- Aim of the exercise: Rewrite everything from the line containing "of the hunter" down through the end of the records, renaming "innermost" to "central" and leaving all else unchanged.

Stored items
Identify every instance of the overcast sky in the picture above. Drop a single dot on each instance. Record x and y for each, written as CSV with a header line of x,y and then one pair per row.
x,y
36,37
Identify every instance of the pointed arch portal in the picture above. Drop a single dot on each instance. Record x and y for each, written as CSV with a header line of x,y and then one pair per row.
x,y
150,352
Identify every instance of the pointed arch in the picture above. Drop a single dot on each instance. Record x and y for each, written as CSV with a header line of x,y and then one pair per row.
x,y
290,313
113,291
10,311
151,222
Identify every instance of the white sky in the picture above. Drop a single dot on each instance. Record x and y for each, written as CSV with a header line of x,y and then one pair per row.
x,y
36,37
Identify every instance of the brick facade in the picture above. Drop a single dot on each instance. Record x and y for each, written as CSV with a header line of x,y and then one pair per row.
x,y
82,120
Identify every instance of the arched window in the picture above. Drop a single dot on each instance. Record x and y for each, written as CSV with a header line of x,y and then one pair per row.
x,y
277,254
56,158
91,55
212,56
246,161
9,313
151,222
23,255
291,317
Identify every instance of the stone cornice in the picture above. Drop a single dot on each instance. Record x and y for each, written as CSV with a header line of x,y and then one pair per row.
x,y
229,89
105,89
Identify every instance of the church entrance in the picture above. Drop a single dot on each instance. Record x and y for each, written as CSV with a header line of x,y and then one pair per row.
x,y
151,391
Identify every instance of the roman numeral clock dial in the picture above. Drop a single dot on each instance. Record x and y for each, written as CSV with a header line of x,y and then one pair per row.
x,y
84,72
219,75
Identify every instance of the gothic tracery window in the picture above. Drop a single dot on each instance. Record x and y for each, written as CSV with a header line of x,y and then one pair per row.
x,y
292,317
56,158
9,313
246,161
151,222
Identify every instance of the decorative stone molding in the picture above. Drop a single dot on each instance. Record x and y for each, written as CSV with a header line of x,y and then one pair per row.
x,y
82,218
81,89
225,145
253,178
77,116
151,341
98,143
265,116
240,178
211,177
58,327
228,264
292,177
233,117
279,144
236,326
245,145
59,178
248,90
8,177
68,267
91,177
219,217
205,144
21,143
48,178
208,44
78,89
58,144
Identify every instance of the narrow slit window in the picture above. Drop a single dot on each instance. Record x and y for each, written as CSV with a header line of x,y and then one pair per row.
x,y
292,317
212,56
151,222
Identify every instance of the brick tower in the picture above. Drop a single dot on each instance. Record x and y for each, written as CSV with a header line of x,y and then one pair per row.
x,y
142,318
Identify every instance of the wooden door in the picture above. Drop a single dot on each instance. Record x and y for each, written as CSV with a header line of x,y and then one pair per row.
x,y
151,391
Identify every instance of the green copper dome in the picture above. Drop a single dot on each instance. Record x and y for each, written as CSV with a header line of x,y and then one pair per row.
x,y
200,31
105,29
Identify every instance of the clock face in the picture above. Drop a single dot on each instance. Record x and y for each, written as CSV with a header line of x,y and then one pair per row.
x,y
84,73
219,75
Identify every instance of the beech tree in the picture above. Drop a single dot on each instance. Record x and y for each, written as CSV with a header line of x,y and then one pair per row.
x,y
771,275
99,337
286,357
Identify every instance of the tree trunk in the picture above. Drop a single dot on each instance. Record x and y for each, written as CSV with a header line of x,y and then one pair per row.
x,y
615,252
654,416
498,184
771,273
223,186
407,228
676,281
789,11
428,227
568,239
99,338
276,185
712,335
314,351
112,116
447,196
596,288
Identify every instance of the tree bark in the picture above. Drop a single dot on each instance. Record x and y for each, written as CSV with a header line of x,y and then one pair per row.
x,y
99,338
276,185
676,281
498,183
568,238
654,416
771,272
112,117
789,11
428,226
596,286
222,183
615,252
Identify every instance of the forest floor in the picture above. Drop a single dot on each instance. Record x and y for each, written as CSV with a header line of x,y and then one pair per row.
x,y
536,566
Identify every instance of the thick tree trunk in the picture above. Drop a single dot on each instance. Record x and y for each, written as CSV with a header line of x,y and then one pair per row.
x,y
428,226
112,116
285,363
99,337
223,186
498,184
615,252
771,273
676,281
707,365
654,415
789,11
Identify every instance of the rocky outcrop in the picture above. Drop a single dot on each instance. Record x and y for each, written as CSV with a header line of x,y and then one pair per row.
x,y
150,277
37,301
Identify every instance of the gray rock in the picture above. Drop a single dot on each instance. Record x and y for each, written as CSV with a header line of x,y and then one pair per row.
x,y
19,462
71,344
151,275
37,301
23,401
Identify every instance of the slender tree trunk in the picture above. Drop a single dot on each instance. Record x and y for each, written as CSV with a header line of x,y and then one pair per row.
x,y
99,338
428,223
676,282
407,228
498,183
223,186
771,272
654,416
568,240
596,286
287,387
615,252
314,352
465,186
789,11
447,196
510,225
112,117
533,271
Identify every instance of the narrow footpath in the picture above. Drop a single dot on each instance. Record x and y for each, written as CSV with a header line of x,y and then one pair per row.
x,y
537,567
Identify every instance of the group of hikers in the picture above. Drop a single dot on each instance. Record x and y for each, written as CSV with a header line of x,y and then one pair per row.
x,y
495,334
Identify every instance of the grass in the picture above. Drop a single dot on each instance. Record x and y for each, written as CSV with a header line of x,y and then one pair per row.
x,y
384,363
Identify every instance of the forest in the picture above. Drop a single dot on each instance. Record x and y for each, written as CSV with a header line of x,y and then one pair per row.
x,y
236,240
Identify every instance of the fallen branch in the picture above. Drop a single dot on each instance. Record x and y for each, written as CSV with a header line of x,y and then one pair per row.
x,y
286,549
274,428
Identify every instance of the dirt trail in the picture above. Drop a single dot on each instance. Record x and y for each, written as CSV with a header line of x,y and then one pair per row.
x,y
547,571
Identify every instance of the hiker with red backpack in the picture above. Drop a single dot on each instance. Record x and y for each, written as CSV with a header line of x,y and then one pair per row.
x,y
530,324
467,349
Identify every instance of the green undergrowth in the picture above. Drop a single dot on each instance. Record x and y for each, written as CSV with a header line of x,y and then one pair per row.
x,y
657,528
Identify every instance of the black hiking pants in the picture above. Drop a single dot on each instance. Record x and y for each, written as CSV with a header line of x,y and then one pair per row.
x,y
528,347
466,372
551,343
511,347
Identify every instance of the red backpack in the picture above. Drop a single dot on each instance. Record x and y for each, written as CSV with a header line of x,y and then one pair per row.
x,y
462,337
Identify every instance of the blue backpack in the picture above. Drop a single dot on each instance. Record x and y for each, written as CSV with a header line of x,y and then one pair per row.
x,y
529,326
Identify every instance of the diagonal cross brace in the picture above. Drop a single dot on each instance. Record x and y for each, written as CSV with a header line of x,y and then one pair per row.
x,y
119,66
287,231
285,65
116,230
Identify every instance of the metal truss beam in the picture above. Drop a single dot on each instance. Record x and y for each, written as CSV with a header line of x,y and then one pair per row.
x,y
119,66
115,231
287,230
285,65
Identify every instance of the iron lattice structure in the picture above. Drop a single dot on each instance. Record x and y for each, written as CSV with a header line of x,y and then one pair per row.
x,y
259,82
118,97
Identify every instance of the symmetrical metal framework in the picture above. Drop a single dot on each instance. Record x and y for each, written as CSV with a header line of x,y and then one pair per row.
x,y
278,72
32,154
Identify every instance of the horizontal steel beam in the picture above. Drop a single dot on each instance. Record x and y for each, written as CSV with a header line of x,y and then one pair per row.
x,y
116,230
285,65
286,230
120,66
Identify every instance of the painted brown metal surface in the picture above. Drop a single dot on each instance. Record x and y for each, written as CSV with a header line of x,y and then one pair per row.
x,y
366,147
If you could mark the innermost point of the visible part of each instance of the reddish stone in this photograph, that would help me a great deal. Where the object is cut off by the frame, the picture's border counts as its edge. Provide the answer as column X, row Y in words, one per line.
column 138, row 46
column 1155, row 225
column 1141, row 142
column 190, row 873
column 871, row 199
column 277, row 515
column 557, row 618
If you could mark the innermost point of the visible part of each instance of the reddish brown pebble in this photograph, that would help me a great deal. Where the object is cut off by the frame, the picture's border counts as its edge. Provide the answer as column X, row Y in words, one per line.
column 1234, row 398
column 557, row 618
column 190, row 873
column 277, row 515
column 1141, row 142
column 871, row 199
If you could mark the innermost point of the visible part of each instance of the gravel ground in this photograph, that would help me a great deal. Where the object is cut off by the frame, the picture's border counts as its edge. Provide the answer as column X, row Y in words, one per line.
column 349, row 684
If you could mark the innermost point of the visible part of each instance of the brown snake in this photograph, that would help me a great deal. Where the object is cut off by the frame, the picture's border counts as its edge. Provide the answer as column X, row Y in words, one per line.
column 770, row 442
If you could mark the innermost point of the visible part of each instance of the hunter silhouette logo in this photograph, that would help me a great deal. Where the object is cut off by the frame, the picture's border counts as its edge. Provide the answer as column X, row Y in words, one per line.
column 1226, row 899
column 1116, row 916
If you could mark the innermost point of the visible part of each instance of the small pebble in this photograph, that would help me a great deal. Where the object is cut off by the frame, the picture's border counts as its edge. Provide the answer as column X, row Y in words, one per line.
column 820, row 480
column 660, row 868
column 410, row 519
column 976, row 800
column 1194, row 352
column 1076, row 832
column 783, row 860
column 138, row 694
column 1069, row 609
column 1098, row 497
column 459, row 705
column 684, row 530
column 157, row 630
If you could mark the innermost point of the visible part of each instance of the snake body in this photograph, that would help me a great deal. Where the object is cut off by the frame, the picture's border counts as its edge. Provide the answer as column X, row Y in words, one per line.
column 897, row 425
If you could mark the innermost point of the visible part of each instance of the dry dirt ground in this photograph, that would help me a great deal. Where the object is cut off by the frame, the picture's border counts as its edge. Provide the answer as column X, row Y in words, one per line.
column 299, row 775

- Solution below:
If you could mark the central point of the visible part of each instance of the hunter silhouette logo in this photograph, that would help me a great deal. Where the object is cut off by the frame, the picture's border counts as its edge. Provide the answer as column X, row Y in words, one per line.
column 1226, row 899
column 1116, row 916
If you could mark the central point of the visible part of each instance of the small pebble in this photograph, that would help me a great deal. Where the object is cut off by the frame, the picture's border counts as its edge. Provide the answer as column X, row Y in words, one per line.
column 820, row 480
column 660, row 868
column 410, row 519
column 976, row 800
column 1194, row 352
column 1076, row 832
column 783, row 860
column 138, row 694
column 1069, row 609
column 1098, row 497
column 459, row 705
column 684, row 530
column 157, row 630
If you could mark the central point of the visible part of each instance of the snake body in this photograph, that would help me a great deal. Where the object is cut off by the frame, the picture's border counts as its edge. Provide the answer as column X, row Y in words, one per line.
column 897, row 425
If you could mark the central point of the visible part of each instance of the dry dirt ground in this photograph, that would help me a great deal. Where the object is cut off by the frame, the picture's border counts as its edge. Provide the answer as column X, row Y in words, one per line.
column 299, row 775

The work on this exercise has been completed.